> _Exercise description_: Scan the records beneath this line for the line holding "point: woman in" and the line holding "point: green foliage", then transcribe exactly those two and all lines between.

> _Exercise data_:
========
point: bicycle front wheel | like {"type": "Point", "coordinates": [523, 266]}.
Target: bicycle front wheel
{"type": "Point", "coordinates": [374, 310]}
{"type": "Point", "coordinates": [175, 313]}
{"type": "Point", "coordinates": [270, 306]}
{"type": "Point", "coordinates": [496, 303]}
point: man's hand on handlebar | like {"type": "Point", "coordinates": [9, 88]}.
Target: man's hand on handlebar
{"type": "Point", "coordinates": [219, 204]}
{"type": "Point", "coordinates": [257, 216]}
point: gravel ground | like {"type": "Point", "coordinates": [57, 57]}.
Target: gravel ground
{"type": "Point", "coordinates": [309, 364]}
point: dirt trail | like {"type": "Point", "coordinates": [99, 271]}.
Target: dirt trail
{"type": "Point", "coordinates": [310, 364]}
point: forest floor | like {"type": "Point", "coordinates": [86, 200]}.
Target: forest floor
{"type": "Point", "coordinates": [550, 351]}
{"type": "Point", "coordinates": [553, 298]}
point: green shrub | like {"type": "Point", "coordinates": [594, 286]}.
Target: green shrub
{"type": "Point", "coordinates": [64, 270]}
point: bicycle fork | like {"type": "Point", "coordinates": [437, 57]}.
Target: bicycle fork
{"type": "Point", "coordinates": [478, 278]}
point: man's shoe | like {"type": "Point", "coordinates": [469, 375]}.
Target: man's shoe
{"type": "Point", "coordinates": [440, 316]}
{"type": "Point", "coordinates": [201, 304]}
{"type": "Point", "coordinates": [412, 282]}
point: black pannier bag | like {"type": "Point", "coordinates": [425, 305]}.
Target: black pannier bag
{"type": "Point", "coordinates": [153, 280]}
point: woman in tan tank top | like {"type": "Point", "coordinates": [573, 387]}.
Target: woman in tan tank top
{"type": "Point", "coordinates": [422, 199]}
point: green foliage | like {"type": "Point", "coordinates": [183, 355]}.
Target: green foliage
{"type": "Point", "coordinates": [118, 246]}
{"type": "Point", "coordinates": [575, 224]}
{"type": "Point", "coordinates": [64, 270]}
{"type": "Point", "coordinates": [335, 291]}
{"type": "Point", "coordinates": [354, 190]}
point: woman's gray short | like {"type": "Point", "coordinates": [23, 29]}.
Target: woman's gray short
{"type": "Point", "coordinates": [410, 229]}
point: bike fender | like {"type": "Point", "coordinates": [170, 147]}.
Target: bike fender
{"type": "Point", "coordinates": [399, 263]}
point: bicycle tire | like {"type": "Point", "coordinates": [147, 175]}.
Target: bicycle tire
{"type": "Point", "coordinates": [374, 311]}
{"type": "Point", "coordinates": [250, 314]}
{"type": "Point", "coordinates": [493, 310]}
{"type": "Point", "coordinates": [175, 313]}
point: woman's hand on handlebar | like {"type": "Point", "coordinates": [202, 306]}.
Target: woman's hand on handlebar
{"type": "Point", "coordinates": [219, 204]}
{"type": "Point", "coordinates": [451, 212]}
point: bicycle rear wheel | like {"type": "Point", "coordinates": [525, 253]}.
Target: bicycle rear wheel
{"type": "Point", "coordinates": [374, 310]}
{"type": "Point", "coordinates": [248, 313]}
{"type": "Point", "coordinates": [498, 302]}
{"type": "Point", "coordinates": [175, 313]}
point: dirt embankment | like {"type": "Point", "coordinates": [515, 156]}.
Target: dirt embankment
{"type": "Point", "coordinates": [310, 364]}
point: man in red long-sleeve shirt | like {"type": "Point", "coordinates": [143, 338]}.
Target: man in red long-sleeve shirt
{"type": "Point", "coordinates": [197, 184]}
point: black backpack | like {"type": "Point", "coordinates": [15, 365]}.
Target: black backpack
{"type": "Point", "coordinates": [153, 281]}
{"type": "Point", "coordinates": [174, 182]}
========
> _Result below_:
point: woman in tan tank top | like {"type": "Point", "coordinates": [573, 387]}.
Target: woman in tan tank top
{"type": "Point", "coordinates": [422, 199]}
point: green foliage | like {"type": "Point", "coordinates": [183, 355]}.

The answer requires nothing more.